▶ [Source passage]
How It Works

The core logic of Linguistic Inquiry and Word Count (LIWC) comes from decades of scientific research demonstrating that people’s language can provide extremely rich insights into their psychological states, including their emotions, thinking styles, and social concerns. Sometimes, these insights are fairly obvious and straight-forward. For example, if someone is using a lot of words like happy, excited, and elated, they are probably feeling happy, and we can use this information to reliably estimate their current emotional state. Oftentimes, however, the relationships between verbal behavior and psychology are much, much less obvious. For example, people who are more confident and higher in social standings tend to use "you" words at relatively high rates, and "me" words at relatively low rates. Here, too, decades of empirical research — particularly research using LIWC as a scientific instrument — provides us with specialized ways of understanding, explaining, and quantifying psychological, social, and behavioral phenomena.

▶ [Stored records]
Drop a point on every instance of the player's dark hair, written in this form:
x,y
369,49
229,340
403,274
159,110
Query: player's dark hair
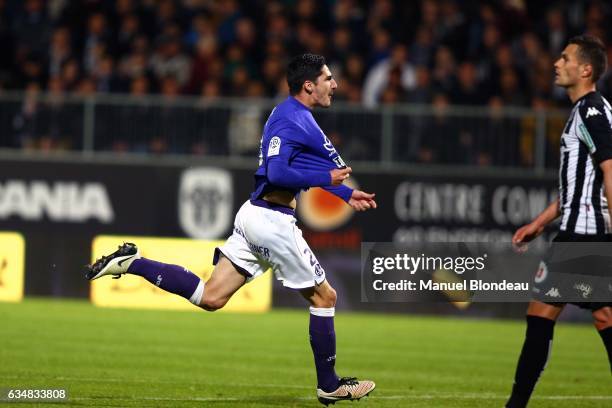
x,y
592,50
302,68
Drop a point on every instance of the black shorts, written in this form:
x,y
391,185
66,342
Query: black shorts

▶ [What you should do] Copy out the full "How It Works" passage on LIWC above, word for word, with nothing changed.

▶ [Completed exercise]
How It Works

The core logic of Linguistic Inquiry and Word Count (LIWC) comes from decades of scientific research demonstrating that people’s language can provide extremely rich insights into their psychological states, including their emotions, thinking styles, and social concerns. Sometimes, these insights are fairly obvious and straight-forward. For example, if someone is using a lot of words like happy, excited, and elated, they are probably feeling happy, and we can use this information to reliably estimate their current emotional state. Oftentimes, however, the relationships between verbal behavior and psychology are much, much less obvious. For example, people who are more confident and higher in social standings tend to use "you" words at relatively high rates, and "me" words at relatively low rates. Here, too, decades of empirical research — particularly research using LIWC as a scientific instrument — provides us with specialized ways of understanding, explaining, and quantifying psychological, social, and behavioral phenomena.